[Document extract]
----------

An instrument on one of the next missions to Mars is expected to beam back daily maps of the Martian atmosphere from orbit and seek out gaseous clues in the ongoing search for any evidence of life on the Red Planet. ?
The ExoMars Climate Sounder will measure pole-to-pole, vertical distributions of temperature, dust, water vapor and ice clouds in the Martian atmosphere. The instrument is one of five that have been selected for the ExoMars Trace Gas Orbiter mission ? a joint European-American operation, scheduled for 2016, that will seek faint gaseous signatures of potential life on Mars.
The atmospheric maps from the ExoMars Climate Sounder will provide daily profiles of the atmosphere's changing structure.
Multipurpose Mars tool
The international team of NASA and European Space Agency researchers building the new Mars orbiter has two main goals in addition to interpreting trace-gas detections.
One is to extend the climate mapping record that is currently coming from a similar instrument on NASA's Mars Reconnaissance Orbiter. That instrument, called the Mars Climate Sounder, has been working at the Red Planet since 2006.
The orbit of the Mars Reconnaissance Orbiter mission enables it to record atmospheric profiles only at about 3 p.m. and 3 a.m. during the Martian day, except near the poles. The ExoMars Trace Gas Orbiter, however, will fly an orbital pattern that allows the spacecraft to collect data at all times of the day, and at all latitudes.
"We'll fill in information about variability at different times of day, and we'll add to the number of Mars years for understanding year-to-year variability," said Tim Schofield, principal investigator for the ExoMars Climate Sounder at NASA's Jet Propulsion Laboratory in Pasadena, Calif., in a statement. "The most obvious year-to-year change is that some years have global dust storms and others don't. We'd like to learn whether there's anything predictive for anticipating the big dust storms, and what makes them so variable from year to year."
Another research goal is to provide information about the variable density of the atmosphere that could assist future landings on Mars. At any chosen landing site, atmospheric density has a tendency to change from one day to the next, which can greatly affect a spacecraft's descent.

----------

[Actions to take]
[1] Answer these questions from the article on the ExoMars Climate Sounder, one line each:
(a) For what year is the ExoMars Trace Gas Orbiter mission scheduled?
(b) Since what year has the Mars Climate Sounder been working at Mars?
(c) Except near the poles, at about what times of the Martian day can the Mars Reconnaissance Orbiter record atmospheric profiles?
[2] Please extend the article on the ExoMars Climate Sounder from its final sentence.
The records that follow come from a different source than the article on the ExoMars Climate Sounder.

----------

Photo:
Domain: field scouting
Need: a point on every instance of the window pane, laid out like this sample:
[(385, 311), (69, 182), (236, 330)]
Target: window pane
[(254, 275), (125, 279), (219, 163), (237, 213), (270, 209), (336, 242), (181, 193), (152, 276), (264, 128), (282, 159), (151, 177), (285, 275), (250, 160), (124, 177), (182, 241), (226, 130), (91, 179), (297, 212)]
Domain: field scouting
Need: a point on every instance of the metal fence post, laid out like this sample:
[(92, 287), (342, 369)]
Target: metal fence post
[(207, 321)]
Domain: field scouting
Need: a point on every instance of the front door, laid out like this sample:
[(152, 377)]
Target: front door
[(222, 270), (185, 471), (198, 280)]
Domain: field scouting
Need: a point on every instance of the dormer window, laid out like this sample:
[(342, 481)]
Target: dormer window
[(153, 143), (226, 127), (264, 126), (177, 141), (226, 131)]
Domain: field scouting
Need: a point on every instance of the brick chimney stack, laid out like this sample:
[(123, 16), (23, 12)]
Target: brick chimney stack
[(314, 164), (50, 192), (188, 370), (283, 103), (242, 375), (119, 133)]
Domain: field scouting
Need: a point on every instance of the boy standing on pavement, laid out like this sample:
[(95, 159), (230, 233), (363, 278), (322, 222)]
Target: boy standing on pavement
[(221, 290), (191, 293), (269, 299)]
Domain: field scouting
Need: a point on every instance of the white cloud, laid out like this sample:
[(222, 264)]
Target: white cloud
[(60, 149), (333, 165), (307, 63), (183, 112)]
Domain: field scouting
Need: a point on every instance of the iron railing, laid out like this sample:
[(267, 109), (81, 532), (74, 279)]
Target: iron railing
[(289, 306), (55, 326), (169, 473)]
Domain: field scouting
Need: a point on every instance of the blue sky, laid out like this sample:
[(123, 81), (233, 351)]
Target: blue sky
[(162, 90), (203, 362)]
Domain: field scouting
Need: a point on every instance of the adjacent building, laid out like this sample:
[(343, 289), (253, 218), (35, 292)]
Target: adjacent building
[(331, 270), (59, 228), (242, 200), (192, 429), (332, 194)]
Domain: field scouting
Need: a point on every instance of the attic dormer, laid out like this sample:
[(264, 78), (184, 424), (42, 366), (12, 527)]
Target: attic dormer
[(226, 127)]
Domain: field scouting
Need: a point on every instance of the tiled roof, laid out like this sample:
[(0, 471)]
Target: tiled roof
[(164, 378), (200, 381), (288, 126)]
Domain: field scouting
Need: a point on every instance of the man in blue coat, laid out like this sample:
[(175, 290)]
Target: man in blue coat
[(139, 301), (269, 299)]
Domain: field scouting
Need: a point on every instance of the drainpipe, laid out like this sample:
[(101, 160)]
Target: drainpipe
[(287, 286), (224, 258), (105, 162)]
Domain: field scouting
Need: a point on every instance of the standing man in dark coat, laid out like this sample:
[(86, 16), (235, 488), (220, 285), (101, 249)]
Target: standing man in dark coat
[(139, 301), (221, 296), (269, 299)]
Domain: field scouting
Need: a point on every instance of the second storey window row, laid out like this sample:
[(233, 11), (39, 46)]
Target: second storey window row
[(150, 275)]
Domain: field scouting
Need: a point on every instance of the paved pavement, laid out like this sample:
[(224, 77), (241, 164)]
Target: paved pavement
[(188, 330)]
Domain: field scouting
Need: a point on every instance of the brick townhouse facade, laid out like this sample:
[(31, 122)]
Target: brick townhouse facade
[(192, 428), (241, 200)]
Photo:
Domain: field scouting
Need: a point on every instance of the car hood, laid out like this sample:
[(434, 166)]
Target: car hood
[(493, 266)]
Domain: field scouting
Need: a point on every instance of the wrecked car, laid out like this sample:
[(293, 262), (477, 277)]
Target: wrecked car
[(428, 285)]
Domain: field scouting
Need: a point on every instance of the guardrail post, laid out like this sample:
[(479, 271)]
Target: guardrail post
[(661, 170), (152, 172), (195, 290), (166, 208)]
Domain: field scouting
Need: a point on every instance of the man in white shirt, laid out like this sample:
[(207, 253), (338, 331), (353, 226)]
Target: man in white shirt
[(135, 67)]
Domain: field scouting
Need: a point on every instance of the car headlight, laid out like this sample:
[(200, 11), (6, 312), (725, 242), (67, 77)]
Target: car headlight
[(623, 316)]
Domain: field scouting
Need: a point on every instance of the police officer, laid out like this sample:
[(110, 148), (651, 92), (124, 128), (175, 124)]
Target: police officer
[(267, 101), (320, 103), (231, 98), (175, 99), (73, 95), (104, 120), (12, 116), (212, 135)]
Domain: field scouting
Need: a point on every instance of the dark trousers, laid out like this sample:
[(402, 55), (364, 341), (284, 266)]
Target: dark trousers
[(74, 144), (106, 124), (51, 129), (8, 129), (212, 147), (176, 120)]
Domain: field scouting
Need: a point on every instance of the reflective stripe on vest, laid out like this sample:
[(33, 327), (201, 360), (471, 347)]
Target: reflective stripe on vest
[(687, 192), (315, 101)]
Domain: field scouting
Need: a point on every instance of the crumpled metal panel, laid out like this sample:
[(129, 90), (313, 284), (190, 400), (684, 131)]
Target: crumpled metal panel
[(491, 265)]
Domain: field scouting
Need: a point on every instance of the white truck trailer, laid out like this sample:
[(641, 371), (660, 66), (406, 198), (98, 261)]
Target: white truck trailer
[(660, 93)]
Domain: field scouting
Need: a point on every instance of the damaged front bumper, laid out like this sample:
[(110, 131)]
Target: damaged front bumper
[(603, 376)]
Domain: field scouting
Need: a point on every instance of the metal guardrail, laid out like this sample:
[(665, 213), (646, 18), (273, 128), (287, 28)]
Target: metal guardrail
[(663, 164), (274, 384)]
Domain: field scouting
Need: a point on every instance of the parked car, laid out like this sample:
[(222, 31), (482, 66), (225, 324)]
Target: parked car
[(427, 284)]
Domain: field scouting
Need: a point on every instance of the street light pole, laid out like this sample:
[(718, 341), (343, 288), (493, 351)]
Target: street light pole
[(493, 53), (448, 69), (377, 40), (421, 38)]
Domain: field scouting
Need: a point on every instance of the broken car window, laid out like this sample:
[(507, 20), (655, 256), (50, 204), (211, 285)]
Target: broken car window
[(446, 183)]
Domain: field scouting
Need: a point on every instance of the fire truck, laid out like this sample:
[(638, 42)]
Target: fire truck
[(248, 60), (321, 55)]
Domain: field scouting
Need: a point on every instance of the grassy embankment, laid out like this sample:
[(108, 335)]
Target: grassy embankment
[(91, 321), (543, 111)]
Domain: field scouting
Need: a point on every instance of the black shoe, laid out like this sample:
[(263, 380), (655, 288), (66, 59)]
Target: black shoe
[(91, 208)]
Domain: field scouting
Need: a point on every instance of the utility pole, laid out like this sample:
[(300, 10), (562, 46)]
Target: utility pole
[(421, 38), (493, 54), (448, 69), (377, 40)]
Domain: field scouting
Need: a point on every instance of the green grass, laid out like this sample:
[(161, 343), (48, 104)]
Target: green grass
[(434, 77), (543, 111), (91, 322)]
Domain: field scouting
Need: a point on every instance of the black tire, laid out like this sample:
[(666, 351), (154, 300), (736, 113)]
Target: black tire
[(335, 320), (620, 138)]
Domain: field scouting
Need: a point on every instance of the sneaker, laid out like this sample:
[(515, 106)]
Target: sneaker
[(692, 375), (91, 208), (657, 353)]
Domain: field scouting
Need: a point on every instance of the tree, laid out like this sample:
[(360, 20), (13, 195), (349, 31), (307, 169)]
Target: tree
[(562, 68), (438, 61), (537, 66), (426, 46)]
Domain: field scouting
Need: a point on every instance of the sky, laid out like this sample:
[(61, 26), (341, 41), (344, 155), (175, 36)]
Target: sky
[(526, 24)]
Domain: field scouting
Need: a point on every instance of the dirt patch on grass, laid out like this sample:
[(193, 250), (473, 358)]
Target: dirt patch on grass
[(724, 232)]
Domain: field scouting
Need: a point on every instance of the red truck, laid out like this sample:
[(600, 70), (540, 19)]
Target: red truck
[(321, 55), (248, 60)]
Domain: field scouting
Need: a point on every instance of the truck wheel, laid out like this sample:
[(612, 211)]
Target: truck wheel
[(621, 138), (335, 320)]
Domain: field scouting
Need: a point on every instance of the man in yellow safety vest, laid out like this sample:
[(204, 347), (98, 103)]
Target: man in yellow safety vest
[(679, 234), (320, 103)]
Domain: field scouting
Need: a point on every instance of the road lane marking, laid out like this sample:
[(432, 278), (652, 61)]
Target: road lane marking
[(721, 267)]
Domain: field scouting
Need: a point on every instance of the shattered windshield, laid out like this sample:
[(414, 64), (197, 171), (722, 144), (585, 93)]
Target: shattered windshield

----------

[Response list]
[1]
(a) 2016
(b) 2006
(c) About 3 p.m. and 3 a.m.

[2]
"We want to provide background climatology for what to expect at a given site, in a given season, for a particular time of day, and also nearly real-time information for the atmospheric structure in the days leading up to the landing of a spacecraft launched after 2016," Schofield said.
The next generation
The ExoMars Climate Sounder is an infrared radiometer designed to operate continuously, day and night, from the spacecraft's orbit at about 250 miles (400 km) above the Martian surface.
The flexible instrument can pivot to point downward or toward the horizon, measuring temperature, water vapor, dust and ices for each 3-mile (5-km) increment in height throughout the atmosphere from ground level to 56 miles (90 km) in altitude.
The European Space Agency and NASA have selected five instruments for the ExoMars Trace Gas Orbiter. ESA will provide one instrument as well as the spacecraft. NASA will provide the other four instruments, including the ExoMars Climate Sounder, which is being constructed at JPL.
The 2016 ExoMars Trace Gas Orbiter is the first in a series of collaborative Mars missions between ESA and NASA.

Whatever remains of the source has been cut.